CHALLENGE: Copy out the items word for word, beginning with the line that contains "trail in this photo, one per instance." and ending with the final line of the items.

INPUT:

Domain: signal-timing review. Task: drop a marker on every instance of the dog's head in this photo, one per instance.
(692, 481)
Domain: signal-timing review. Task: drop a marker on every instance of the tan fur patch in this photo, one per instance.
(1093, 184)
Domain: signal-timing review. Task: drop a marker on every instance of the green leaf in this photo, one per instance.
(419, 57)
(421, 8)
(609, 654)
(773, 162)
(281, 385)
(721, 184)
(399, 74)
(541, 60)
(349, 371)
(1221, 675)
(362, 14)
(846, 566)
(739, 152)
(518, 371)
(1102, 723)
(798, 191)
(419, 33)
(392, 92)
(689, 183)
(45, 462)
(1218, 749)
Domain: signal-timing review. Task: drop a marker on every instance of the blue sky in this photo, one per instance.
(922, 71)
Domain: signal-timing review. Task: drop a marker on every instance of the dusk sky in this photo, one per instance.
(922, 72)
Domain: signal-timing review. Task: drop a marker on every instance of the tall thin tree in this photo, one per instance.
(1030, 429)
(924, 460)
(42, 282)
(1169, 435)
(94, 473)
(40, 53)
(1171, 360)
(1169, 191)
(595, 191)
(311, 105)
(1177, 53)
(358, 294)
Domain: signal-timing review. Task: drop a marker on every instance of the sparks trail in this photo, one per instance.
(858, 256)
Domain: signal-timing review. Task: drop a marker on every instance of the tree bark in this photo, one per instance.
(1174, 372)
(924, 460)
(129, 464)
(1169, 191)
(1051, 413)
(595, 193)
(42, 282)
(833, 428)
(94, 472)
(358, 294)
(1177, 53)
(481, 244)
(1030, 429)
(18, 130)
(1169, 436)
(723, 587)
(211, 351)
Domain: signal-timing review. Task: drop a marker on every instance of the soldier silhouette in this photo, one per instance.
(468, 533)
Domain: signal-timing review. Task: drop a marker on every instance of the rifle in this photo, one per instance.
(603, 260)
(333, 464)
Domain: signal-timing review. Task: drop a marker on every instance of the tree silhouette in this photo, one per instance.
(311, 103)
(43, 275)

ANSWER TO THE TASK:
Domain: signal-timing review. Task: drop a marker on every instance of the sparks trail in this photo, one per instance.
(858, 256)
Domain: signal-timing review. Task: drop a marker on every instance of the tree bark in this photo, one per instance.
(1174, 372)
(924, 460)
(129, 464)
(1169, 191)
(1051, 413)
(595, 193)
(42, 282)
(833, 428)
(94, 472)
(358, 294)
(1177, 53)
(481, 244)
(1030, 429)
(18, 130)
(1169, 436)
(723, 587)
(211, 351)
Domain: signal-timing review. Task: drop a marker on every instance of the soldier silhouette in this photo, one per instance.
(468, 533)
Domain: signal-timing review. Task: drop a marker on every instance of the rifle in this photo, one per instance.
(603, 260)
(333, 464)
Domain: signal-timing review. Task: drop a marker on every instance of the tree silhouette in this photo, one per instance.
(311, 103)
(43, 275)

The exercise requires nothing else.